- GOAL:
Copy the data from its first line through the line that contains "[207,114,233,217]", switching every "antenna" to "feeler" and leaving everything else unchanged.

- GIVEN ENTRIES:
————
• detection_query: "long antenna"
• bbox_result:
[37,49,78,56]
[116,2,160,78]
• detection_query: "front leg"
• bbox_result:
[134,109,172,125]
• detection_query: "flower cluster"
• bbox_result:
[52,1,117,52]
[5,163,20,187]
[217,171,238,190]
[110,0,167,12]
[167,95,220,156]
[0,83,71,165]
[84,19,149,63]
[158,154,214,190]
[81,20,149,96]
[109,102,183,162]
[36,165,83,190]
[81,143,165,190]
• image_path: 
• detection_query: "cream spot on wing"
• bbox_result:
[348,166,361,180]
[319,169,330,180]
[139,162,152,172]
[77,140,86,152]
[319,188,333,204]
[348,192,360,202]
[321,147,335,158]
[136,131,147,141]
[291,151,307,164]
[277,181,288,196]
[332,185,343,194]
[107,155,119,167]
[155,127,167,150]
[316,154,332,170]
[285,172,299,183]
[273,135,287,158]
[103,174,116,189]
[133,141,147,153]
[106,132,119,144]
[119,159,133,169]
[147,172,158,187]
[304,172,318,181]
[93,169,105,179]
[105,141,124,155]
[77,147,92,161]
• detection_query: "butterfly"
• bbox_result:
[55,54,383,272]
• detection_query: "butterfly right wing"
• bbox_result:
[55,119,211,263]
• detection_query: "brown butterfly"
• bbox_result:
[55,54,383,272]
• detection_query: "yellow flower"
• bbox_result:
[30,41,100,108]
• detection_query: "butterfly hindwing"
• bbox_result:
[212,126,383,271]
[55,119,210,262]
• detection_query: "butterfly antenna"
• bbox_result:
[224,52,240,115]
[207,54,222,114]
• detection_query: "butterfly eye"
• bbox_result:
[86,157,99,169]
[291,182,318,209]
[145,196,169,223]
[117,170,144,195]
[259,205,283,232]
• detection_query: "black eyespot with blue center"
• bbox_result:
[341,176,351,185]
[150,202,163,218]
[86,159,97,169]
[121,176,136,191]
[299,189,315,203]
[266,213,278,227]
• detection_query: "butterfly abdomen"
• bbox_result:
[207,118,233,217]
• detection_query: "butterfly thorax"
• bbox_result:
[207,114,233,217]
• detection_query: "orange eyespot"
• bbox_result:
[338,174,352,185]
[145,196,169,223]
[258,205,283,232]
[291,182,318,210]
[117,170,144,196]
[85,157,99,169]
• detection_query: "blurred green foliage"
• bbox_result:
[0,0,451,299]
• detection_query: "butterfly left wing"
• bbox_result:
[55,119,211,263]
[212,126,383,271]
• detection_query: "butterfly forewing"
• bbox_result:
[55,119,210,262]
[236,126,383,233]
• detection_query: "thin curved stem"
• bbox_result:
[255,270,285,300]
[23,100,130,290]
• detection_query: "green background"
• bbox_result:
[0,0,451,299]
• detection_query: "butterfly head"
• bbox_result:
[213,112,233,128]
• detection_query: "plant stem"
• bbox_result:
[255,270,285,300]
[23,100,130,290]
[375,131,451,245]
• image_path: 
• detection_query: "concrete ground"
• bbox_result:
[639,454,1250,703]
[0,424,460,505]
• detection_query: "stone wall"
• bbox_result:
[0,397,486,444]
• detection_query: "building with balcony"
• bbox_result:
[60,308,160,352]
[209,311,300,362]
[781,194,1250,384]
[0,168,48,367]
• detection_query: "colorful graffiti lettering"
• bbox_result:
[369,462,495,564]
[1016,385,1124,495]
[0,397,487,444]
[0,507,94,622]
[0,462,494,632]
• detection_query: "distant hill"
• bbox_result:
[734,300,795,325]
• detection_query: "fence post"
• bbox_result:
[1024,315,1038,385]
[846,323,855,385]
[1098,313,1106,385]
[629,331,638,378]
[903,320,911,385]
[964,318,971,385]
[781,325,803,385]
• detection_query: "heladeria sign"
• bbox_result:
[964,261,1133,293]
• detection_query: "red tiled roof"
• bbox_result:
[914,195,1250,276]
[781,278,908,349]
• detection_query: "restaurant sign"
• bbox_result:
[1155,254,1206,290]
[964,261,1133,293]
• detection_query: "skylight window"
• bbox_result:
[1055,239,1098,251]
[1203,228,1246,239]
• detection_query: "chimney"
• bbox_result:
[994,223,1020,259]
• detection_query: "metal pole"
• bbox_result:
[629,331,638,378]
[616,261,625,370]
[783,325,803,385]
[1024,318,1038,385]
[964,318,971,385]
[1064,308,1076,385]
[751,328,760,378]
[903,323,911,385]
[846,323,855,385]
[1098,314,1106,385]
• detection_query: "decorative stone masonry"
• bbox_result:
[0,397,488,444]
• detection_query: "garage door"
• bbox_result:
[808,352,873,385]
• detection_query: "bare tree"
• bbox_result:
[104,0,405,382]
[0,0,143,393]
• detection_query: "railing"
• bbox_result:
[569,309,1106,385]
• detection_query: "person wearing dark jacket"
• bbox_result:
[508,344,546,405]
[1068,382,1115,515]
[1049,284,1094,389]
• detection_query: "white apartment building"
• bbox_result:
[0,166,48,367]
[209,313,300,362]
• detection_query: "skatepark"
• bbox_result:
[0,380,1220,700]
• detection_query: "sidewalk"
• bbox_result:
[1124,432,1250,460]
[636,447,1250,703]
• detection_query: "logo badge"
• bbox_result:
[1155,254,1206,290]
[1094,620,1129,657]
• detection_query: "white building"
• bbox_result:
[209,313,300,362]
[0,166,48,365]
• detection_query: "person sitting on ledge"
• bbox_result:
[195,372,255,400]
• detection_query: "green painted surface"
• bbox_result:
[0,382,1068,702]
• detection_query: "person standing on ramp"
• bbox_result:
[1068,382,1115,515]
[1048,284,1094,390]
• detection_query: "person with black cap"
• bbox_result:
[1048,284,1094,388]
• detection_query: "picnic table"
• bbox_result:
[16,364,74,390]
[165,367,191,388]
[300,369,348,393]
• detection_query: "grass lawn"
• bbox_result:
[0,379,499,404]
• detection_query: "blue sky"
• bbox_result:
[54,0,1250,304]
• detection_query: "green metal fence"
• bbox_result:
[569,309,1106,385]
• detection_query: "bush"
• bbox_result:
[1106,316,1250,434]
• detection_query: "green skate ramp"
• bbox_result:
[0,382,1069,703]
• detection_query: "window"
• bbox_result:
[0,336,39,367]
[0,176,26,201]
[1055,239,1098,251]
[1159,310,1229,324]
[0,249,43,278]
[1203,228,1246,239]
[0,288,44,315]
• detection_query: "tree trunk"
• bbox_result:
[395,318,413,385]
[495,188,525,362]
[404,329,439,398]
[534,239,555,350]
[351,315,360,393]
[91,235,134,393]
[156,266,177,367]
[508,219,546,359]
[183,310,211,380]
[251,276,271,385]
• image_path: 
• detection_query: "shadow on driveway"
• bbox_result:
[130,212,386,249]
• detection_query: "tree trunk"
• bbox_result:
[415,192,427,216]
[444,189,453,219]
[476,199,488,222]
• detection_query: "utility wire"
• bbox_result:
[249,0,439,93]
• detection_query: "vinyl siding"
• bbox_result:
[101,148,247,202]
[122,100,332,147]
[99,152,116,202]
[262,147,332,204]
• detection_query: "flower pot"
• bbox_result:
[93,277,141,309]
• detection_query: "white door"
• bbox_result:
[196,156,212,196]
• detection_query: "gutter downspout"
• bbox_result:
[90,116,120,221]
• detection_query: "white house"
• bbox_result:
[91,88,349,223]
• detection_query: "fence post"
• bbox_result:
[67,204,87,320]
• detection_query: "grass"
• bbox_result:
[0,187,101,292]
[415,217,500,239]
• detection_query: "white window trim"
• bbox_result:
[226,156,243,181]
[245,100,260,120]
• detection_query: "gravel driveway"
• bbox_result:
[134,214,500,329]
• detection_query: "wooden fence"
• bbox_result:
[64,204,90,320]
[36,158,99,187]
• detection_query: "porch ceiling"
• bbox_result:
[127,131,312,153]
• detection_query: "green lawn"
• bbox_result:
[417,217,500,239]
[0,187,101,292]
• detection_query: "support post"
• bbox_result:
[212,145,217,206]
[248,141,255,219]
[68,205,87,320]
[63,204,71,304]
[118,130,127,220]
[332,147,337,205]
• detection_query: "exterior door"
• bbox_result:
————
- COMPLETED EXERCISE:
• detection_query: "long feeler"
• bbox_result:
[37,49,78,56]
[116,2,160,78]
• detection_query: "front leg"
• bbox_result:
[134,109,172,125]
• detection_query: "flower cluster"
• bbox_result:
[52,1,117,52]
[5,163,20,187]
[217,171,238,190]
[110,0,167,12]
[167,95,220,156]
[0,83,71,165]
[84,19,149,63]
[158,154,214,190]
[81,20,149,96]
[109,102,183,162]
[36,165,83,190]
[81,143,165,190]
• image_path: 
• detection_query: "cream spot on wing"
• bbox_result:
[348,166,361,180]
[319,169,330,180]
[139,162,152,172]
[77,140,86,152]
[319,188,333,204]
[348,192,360,202]
[321,147,335,158]
[136,131,147,141]
[291,151,307,164]
[277,181,288,196]
[332,185,343,194]
[107,155,119,167]
[155,127,167,150]
[316,154,332,170]
[285,172,299,183]
[273,135,287,158]
[103,174,116,189]
[133,141,147,153]
[106,132,119,144]
[119,159,133,169]
[147,172,158,187]
[304,172,318,181]
[93,169,105,179]
[105,141,124,155]
[77,147,92,161]
• detection_query: "butterfly"
• bbox_result:
[55,54,383,272]
• detection_query: "butterfly right wing"
• bbox_result:
[55,119,211,263]
• detection_query: "brown butterfly"
• bbox_result:
[55,54,383,272]
• detection_query: "yellow flower"
• bbox_result:
[30,41,100,108]
• detection_query: "butterfly hindwing"
• bbox_result:
[212,126,383,271]
[55,119,210,262]
• detection_query: "butterfly feeler"
• bbox_result:
[224,52,240,115]
[207,54,222,114]
• detection_query: "butterfly eye"
• bbox_result:
[86,157,99,169]
[291,182,318,209]
[145,196,169,223]
[117,170,144,195]
[259,205,283,232]
• detection_query: "black eyespot with blue center"
• bbox_result:
[341,176,351,185]
[150,202,163,218]
[86,159,97,169]
[121,176,136,191]
[299,189,315,203]
[266,213,278,227]
• detection_query: "butterfly abdomen"
• bbox_result:
[207,118,233,217]
• detection_query: "butterfly thorax"
• bbox_result:
[207,114,233,217]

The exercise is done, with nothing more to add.